*YOUR INSTRUCTIONS*: Carry on the article about the St. John's East riding, starting right after its last sentence.

*SOURCE DOCUMENT*:
=== Section Start ===

Fickle townies, a Jack attack and Justin's coattails: St. John's East is back in play
This seat has changed sides no less than 6 times in just over 3 decades
It's safe to say one thing about St. John's East: it's not safe for anybody.
That is, anybody who is a politician. Voters in the riding have proven consistently that they like to change it up, having elected MPs from the Liberals, New Democrats and Conservatives in recent years.
In fact, the seat has changed sides no less than six times in just over three decades.
No wonder it's considered such a swing riding — and this year features a rematch, to boot, with incumbent Nick Whalen, who yanked East from the NDP four years ago, facing a challenge from the very man he unseated, Jack Harris.
Being a swing wasn't always the way it rolled back in the day. For a few decades, St. John's East was Tory town, and was — most of the time, anyway — safely blue. That was when Jim McGrath held the seat in what historically looked like a personal fiefdom.
McGrath was just 25 when he was first elected in 1957, and — apart from a mid-Sixties interruption at the hands of Liberal Joseph O'Keefe — made the House of Commons his home for the next three decades.
They were called 'Fish & Chips'
His tenure included the 1979 election, when the PCs won and Joe Clark became prime minister. McGrath went into cabinet as fisheries minister, while neighbouring John Crosbie in St. John's West became finance minister — the local nickname for the duo, thus, was "Fish and Chips." (It still makes me chuckle.)
McGrath left office not at the whims of the electorate, but at the invitation of the Brians Mulroney and Peckford to become lieutenant-governor in the fall of 1986.

=== Section End ===

*DATA FOR ANALYSIS*:
=== Section Start ===

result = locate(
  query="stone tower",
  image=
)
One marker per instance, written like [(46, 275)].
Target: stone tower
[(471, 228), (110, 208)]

=== Section End ===

*ANSWER SECTION*:
His seat remained vacant until the summer of 1987, when a young lawyer named Jack Harris made a bid for the NDP … and upended the sense of townie politics however. (It came less than a year after Gene Long won a provincial byelection in the downtown district of the same name.)
Tories of the ages must have been rolling in their graves to see the NDP triumph in their turf.
Rarin' to go: Anthony Germain speaks with candidates from the three major parties in St. John's East
Harris's victory was short-lived. Ross Reid and the Tories took the seat back in 1988.
But the new Tory era did not last long, because an even bigger upending was in store.
An upset for the ages
In 1993, Bonnie Hickey — a rookie who won a Liberal nomination that no one else seemed to want (until, of course, the election was over, when there were regrets all round) — swept Reid out of office, capping him at just one term.
No one was more shocked than Hickey herself. A now-retired colleague told me of how Hickey needed to be coaxed from behind a locked door on election night because she was so overwhelmed by the reality of actually winning.
There were more swings in store. Former provincial Tory minister Norm Doyle defeated Hickey in the 1997 election, and then held the seat for a little more than a decade.
And then Jack came back.
After Doyle's retirement, Harris won the seat by a landslide in 2008, a full two decades since he had last been an MP. In the interim, he had become a household name in local politics, as the provincial leader of the NDP.
But lest anyone think the seat had become safely orange, another disruption was looming.
'So fuddle duddle happy'
Liberal Nick Whalen surprised himself, and everyone, by showing Harris the door in 2015.
"I'm so fuddle duddle happy, I could fuddle duddle cry," Whalen told supporters that night — echoing a deep cut of Canadian political trivia by adapting Pierre Trudeau's infamous 1971 quote about the F bomb other MPs swear they heard him utter in Parliament.
Whalen was no doubt helped by the surge of Liberal support across Canada in the final stage of the 2015 campaign. The Liberals, after all, took all seven of the seats in Newfoundland and Labrador.
Justin Trudeau's coattails don't seem as long at the start of the 2019 campaign, although Whalen heads into the race with the advantage of being an incumbent.
Harris is itching for redemption, and appears to have mobilized the NDP machinery.
Also running again: David Peters of the Greens. The party stalwart pulled 500 votes in the last election.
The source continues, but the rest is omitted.